### [TEXT FOR ANALYSIS]
# # # # # # #

Adult survivor of severe child abuse/rape survivor/domestic violence/
emotional abuse/transference in therapy/depression, fear, panic attacks & anxiety... /self-injury (SI)/complex relational trauma/severe PTSD & multiple complex PTSD (SPTSD & MCPTSD)/dissociative identity disorder (DID)​

Logotherapy Dream Interpretation ~ Will she ever stop hurting me?

21/5/2019

2 Comments

 
Picture
Theory of Logotherapy Dream Interpretation (a handout I share with the students after presenting LDI to them)
LOGOTHERAPY DREAM INTERPRETATION ~ Presented by Panayiota
Created using personal experience and an article called: Theory on Interpretation of Dreams
~ Logotherapy Immediate Workshop Manual – 2009
 
“Dreams - can reflect hopes and wishes form the unconscious, not only repressed aggression and lust, but calls from the conscious towards meaningful behaviour.  Advice from the unconscious to the conscious.”  
 
“Frankl has an expanded concept of the unconscious.  He asserts that it contains, also, repressed hopes, goals, and meanings to which dreams are royal roads.”
 
A Frankl quote from his concentration camp experience:  
“What was really needed was a fundamental change in our attitude toward life.  We had to learn ourselves and, furthermore, we had to teach the despairing men, that it did not really matter what we expected from life, but rather what life expected from us” (Frankl 2008:85) ~ Man’s Search for Meaning
 
“Viktor Frankl.... sees the unconscious not only in a psychological but also in a spiritual dimension as a royal road into a much wider land.  It can lead to meaning.”
 
“Dreams may make you aware of repressed drives and traumas that are too painful to face.  But dreams may also convey advice from the conscience. A dream interpretation from this perspective can help you to discover what is meaningful.” 
 
“Because the messages in dreams are often hard to understand, because of their symbolic nature, it is often easier to elicit ideas from your client using metaphors, fantasies and imagery.”
 
So, if you find that you aren’t able to help your client to interpret a dream... and maybe they don’t even have a dream to work on, then using metaphorical stories or images could be another way to elicit ideas from your client for you to both work on together. 

The Logotherapist’s task, is to help the client come to their own answers for their dream.
 
Your client could either do a collage, draw, model or write a story to illustrate where they are coming from, or the Logotherapist could show them a video that might elicit ideas.
 
Helping a client to Interpret their dreams
 
  • Explain to the client about how Logotherapy dream Interpretation works whilst prompting them to find their own meaning message which has been given to them through their dream...

# # # # # # #

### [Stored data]
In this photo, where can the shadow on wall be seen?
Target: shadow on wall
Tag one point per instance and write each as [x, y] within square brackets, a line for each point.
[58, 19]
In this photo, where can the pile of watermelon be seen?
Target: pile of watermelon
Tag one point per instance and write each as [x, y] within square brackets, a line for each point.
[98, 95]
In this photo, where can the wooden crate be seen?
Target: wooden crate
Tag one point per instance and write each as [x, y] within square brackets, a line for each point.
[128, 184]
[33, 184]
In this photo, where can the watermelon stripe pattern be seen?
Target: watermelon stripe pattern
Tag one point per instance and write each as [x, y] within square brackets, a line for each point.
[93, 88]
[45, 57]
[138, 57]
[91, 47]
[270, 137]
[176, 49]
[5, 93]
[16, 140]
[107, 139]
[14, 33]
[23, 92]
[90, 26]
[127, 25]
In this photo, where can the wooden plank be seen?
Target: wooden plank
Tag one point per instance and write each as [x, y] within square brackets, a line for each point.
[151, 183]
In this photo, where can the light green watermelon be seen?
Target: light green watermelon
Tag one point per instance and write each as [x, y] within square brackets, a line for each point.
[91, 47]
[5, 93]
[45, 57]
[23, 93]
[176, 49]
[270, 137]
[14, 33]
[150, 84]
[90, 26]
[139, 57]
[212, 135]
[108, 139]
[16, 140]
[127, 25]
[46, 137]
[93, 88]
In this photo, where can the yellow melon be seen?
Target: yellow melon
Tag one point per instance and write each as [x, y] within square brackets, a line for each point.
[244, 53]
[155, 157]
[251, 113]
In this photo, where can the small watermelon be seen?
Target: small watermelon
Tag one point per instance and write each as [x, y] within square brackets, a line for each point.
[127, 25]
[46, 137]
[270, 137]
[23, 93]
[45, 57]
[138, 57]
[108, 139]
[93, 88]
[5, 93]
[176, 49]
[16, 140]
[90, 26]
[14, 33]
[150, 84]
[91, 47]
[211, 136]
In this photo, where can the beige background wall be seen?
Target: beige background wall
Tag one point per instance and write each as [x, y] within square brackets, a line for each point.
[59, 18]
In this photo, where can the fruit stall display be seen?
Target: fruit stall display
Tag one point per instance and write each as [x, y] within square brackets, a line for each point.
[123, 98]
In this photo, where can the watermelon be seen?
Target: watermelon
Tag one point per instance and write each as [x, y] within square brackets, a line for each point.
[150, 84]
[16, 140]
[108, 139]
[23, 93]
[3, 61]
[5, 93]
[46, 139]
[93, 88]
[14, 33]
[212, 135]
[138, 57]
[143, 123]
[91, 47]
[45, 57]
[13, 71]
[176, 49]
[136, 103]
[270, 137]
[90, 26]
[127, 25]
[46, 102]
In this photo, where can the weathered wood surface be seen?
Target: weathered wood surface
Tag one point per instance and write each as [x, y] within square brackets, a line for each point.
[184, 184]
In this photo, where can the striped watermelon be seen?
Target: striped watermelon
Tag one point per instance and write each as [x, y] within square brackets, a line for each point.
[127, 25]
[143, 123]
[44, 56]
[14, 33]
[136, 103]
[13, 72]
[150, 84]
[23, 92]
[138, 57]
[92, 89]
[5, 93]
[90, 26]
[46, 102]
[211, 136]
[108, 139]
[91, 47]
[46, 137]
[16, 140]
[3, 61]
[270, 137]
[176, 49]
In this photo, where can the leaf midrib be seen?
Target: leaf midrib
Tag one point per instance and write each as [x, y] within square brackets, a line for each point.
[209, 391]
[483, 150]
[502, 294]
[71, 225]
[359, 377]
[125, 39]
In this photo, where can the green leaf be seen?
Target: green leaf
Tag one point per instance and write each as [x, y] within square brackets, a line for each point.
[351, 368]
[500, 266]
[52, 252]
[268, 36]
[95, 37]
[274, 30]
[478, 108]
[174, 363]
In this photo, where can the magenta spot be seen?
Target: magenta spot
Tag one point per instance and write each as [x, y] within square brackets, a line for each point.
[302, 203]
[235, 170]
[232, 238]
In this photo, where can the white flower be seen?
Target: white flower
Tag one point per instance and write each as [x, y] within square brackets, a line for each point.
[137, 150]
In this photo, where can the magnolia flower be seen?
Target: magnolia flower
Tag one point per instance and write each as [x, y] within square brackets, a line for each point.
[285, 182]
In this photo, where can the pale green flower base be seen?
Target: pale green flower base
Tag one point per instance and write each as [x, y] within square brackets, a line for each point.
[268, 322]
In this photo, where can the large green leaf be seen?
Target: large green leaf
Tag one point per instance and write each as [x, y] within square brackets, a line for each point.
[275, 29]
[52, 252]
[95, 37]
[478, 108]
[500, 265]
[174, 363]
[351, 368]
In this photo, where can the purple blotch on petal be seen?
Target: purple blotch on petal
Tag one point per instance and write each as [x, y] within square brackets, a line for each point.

# # # # # # #

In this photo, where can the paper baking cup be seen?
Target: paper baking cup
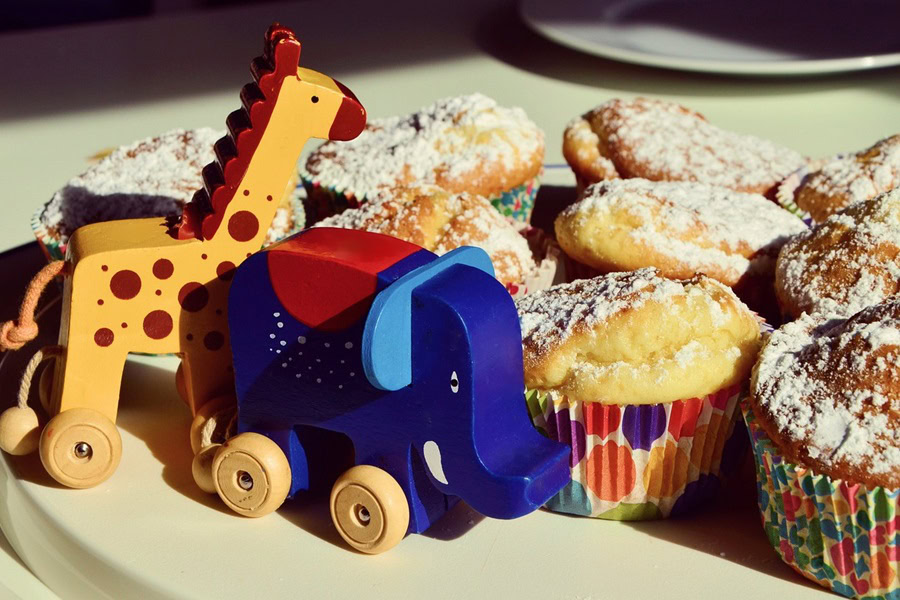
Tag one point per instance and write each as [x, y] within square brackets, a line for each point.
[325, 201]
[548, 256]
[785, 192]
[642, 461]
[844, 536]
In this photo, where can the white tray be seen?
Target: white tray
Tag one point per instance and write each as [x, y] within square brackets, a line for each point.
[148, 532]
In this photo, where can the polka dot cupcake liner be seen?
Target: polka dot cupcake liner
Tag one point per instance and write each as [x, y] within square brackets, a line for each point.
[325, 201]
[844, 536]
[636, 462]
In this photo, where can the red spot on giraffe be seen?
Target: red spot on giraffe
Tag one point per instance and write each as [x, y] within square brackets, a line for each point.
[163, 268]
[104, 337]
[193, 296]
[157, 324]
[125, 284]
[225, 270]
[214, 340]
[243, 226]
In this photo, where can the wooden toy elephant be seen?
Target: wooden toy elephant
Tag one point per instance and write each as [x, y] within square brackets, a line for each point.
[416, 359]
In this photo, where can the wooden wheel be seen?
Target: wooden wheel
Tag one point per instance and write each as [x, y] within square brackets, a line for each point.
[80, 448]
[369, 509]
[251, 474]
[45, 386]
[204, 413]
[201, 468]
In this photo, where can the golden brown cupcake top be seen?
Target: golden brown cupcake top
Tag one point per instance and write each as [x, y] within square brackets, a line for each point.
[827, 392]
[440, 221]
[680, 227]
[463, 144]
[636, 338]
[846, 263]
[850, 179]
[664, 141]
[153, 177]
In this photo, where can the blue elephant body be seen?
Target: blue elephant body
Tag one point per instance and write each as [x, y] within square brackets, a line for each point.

# # # # # # #

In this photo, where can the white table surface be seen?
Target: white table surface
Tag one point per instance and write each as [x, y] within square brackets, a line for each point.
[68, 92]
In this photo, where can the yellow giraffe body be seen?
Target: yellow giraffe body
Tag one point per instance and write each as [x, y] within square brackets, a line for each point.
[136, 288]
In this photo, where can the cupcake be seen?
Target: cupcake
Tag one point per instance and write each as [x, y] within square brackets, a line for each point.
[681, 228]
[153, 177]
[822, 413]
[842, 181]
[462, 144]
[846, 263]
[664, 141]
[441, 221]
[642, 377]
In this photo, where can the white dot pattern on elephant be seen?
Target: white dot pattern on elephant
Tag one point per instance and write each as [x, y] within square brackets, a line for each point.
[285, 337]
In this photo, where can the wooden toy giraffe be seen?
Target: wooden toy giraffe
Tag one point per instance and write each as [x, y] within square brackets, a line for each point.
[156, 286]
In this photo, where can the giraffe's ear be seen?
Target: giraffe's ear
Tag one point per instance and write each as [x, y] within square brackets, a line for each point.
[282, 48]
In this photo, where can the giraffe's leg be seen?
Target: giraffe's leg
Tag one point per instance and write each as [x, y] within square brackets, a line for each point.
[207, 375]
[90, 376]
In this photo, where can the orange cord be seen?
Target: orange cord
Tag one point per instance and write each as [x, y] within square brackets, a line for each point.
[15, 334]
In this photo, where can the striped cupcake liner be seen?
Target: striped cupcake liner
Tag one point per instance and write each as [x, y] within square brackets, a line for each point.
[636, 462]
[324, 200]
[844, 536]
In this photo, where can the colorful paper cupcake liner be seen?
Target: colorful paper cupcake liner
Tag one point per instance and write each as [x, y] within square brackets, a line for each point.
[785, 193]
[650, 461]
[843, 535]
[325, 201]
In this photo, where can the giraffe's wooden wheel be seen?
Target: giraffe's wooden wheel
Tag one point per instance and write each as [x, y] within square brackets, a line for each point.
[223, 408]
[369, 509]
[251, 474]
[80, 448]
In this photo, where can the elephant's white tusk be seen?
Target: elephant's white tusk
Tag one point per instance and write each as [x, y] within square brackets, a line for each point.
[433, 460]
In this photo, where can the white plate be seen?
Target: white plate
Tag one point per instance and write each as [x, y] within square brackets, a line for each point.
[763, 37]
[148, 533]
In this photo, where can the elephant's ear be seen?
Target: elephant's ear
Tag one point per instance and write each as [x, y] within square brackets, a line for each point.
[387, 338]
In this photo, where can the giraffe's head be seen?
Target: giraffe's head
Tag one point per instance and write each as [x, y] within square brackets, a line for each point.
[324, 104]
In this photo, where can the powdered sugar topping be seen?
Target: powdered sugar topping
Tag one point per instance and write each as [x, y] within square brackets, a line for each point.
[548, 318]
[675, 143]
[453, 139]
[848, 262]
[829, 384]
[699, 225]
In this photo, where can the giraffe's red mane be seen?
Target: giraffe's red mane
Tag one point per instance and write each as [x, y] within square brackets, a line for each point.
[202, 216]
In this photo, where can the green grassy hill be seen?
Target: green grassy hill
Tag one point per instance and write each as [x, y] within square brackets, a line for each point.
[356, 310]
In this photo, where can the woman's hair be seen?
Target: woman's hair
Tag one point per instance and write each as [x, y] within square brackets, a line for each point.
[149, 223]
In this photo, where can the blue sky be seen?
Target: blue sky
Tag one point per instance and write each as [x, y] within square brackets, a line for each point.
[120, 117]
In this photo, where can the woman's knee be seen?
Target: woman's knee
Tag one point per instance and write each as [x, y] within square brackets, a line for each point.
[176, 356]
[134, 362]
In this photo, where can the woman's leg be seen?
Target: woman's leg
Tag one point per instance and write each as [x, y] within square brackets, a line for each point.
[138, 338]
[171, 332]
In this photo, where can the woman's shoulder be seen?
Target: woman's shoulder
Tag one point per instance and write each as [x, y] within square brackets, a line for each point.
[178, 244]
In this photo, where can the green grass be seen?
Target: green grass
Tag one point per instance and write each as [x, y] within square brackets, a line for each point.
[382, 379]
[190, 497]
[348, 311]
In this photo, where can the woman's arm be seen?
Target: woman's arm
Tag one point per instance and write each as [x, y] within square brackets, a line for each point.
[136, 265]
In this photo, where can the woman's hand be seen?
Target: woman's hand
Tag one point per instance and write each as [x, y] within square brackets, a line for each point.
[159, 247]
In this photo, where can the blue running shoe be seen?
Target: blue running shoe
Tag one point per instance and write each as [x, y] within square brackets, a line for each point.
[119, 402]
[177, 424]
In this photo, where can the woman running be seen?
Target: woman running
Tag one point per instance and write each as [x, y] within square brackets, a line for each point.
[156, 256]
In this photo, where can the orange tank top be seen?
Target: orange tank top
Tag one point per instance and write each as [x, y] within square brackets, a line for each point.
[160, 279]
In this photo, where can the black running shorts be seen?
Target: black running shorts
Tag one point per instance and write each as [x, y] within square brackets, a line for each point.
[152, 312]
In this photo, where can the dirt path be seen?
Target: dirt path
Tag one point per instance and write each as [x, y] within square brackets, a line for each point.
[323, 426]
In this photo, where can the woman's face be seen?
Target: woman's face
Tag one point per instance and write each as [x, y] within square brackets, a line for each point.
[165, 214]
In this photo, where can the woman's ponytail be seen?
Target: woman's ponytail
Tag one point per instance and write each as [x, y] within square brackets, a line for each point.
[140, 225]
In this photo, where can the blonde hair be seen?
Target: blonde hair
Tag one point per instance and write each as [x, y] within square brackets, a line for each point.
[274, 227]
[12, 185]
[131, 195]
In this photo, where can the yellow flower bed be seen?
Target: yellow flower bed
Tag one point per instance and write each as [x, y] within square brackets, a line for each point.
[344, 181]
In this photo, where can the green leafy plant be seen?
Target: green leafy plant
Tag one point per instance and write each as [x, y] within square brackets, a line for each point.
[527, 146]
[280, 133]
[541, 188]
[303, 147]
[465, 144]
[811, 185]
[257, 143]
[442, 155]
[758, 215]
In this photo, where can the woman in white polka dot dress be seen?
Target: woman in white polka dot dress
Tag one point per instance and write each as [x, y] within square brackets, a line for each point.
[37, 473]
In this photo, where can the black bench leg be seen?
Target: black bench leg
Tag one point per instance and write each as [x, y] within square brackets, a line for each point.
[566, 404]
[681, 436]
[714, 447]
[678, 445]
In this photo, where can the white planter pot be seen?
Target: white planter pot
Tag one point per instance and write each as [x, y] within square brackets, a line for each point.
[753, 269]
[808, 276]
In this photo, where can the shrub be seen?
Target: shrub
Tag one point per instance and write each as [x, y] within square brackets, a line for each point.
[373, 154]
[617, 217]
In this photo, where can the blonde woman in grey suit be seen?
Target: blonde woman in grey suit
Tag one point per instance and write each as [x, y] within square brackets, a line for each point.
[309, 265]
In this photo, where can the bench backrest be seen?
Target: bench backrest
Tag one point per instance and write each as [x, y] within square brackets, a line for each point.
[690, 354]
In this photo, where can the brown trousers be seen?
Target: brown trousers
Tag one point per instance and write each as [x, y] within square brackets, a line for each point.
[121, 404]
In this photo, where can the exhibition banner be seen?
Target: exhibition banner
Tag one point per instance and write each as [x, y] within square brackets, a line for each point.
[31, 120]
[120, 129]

# # # # # # #

### [YOUR TASKS]
1 > List the activities that the text on logotherapy dream interpretation says a client could do to illustrate where they are coming from.
2 > According to the text on logotherapy dream interpretation, from which book is the quoted passage by Frankl taken?
3 > Reproduce the passage of the text on logotherapy dream interpretation that starts at "The Logotherapist’s task, is" and ends at "might elicit ideas.".
The material above has no connection to the text on logotherapy dream interpretation.

### [ANSWERS FOR THE EXERCISE]
1 > Do a collage, draw, model, or write a story.

2 > Man’s Search for Meaning.

3 >
The Logotherapist’s task, is to help the client come to their own answers for their dream.
 
Your client could either do a collage, draw, model or write a story to illustrate where they are coming from, or the Logotherapist could show them a video that might elicit ideas.